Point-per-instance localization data
——————
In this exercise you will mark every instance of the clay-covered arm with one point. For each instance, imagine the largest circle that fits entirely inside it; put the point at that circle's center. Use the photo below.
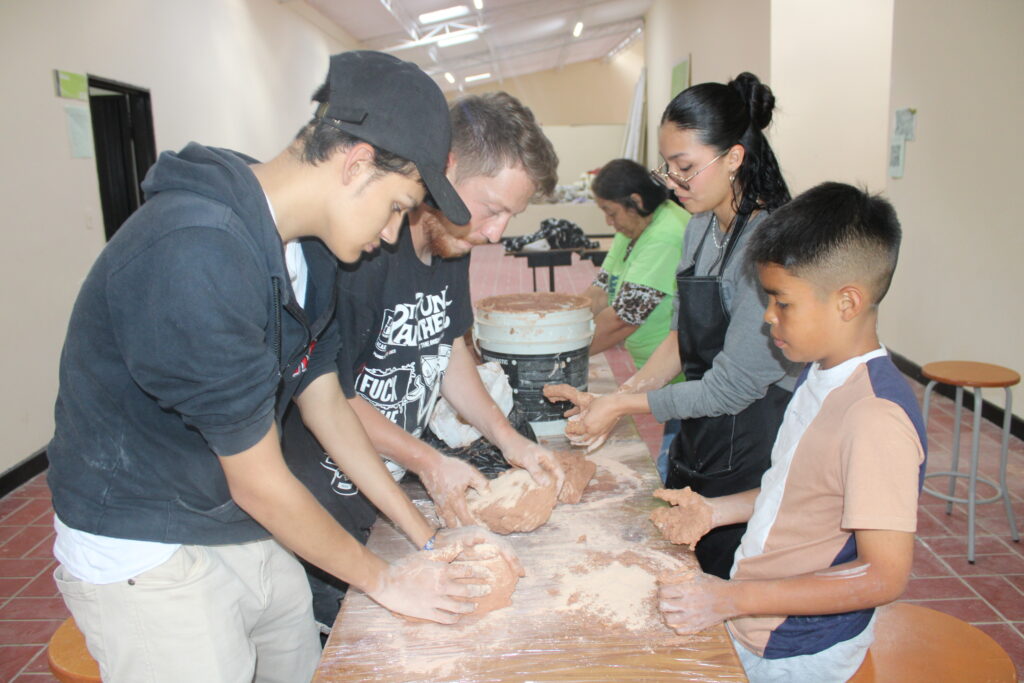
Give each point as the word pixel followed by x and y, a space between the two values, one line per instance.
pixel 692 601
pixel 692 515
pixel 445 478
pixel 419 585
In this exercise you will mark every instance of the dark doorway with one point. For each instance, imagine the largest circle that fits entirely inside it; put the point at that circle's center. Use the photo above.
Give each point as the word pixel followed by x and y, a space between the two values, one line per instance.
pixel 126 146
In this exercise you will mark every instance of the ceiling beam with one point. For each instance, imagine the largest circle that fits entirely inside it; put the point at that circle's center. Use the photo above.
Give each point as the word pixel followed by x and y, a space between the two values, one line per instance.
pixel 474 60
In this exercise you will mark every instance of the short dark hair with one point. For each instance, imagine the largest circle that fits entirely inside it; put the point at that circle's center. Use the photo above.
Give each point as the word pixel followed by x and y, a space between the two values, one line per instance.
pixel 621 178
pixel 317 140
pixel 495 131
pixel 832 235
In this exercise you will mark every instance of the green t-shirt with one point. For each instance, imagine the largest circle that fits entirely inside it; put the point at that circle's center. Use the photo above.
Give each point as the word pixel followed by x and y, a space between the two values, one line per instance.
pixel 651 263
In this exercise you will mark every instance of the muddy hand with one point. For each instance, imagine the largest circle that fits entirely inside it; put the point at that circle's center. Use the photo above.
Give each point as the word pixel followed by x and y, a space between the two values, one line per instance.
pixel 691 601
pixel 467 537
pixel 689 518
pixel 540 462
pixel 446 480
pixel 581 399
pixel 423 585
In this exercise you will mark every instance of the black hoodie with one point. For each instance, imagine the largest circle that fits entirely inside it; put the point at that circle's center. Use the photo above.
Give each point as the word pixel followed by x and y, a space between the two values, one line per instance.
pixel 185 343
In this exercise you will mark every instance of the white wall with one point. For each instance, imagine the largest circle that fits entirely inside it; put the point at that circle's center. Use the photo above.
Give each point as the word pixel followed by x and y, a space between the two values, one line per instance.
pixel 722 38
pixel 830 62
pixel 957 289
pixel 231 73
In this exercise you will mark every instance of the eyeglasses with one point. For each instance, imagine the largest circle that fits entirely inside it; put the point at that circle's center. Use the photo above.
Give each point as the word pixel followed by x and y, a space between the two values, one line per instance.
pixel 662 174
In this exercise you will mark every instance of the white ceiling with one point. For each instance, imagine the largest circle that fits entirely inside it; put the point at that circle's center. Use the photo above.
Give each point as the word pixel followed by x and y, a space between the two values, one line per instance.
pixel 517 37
——————
=== Your assignment ===
What is needed is a verbatim transcription of the records, minus the pictures.

=== Response ===
In this exercise you will mark every instance of the clay-covered arm with one point. For each instance, imagine the largest circle that fits entirely inside it; put the point at that circle's center. Use the photo below.
Give each point as the word pixel followed by x and y, a space between the two values, one line per instance.
pixel 692 601
pixel 692 515
pixel 445 478
pixel 419 585
In this exercise you will mark every instance of the dark doorway with one point. For each instance, imagine the largest circle that fits entirely inside it; put the point at that circle's center. Use the photo above.
Give each point as the word pixel followed by x and y, a space between the two values, one line per instance.
pixel 126 146
In this exercise you will mark every instance of the ceiling beam with one point. For each instance, imagine the largest circle that fits entirely inside it; put the point at that circle's center. Use the photo above.
Give each point as the word pixel followed by x and y, a space between the two values, one line per instance.
pixel 474 60
In this exercise you will mark every instance of the short dark hair with one point. For each instance, imagine the largest circle that fits entirely inside it; put the point at that circle's center. Use the photo above.
Give each point as the word pixel followed by x and y, a space between the two values, one line per instance.
pixel 621 178
pixel 317 140
pixel 495 131
pixel 832 235
In this exercise you will mark every instance of the green t-shirt with one point. For each instance, imagine the largest circle that fits entirely inside it; put the point at that circle's center. Use the photo above.
Give each point as the word pixel followed by x and y, a space between the two values, one line per instance.
pixel 651 263
In this exercise you will mark every instance of the muddy hand with one point. For each instance, imagine the largest circle that fits entirely inside it; put the point at that circle's center. Use the photo above.
Give each point as the word pixel followed by x and y, a space between the two values, one line per instance.
pixel 691 601
pixel 467 537
pixel 689 518
pixel 540 462
pixel 446 480
pixel 581 399
pixel 423 585
In this exercise you will mark every instance of the black hoodie with one point. For each instance, imagine the largest circle that fits entirely inside it; put the point at that circle's center. Use the photo above.
Give each point as the word pixel followed by x and y, a space between the two values, one line per instance.
pixel 185 343
In this exercise you will mark every instance of the white wall with one point. For each instance, imagine the largest circle that fits entirely inside it; put the point at that circle's center. Use the photo above.
Give each point as the word pixel followed by x and y, a space between the two values, one line per instance.
pixel 722 38
pixel 830 62
pixel 957 289
pixel 231 73
In this exercise you will mark every instance of the eyeglasses with one point. For each instance, imagine the largest circle that fits entirely inside it; put the point at that circle's center. Use the photo above.
Give each point as the word pixel followed by x and y, a space between the two values, one line per instance.
pixel 662 174
In this exercise you will mark every instance of the white ceiling with one point. For each instance, imagine the largest circle that fits entirely inside it; put the point at that circle's center. Use the photo above.
Give each point as the word pixel followed by x and y, a space between the two values, one line per instance.
pixel 517 37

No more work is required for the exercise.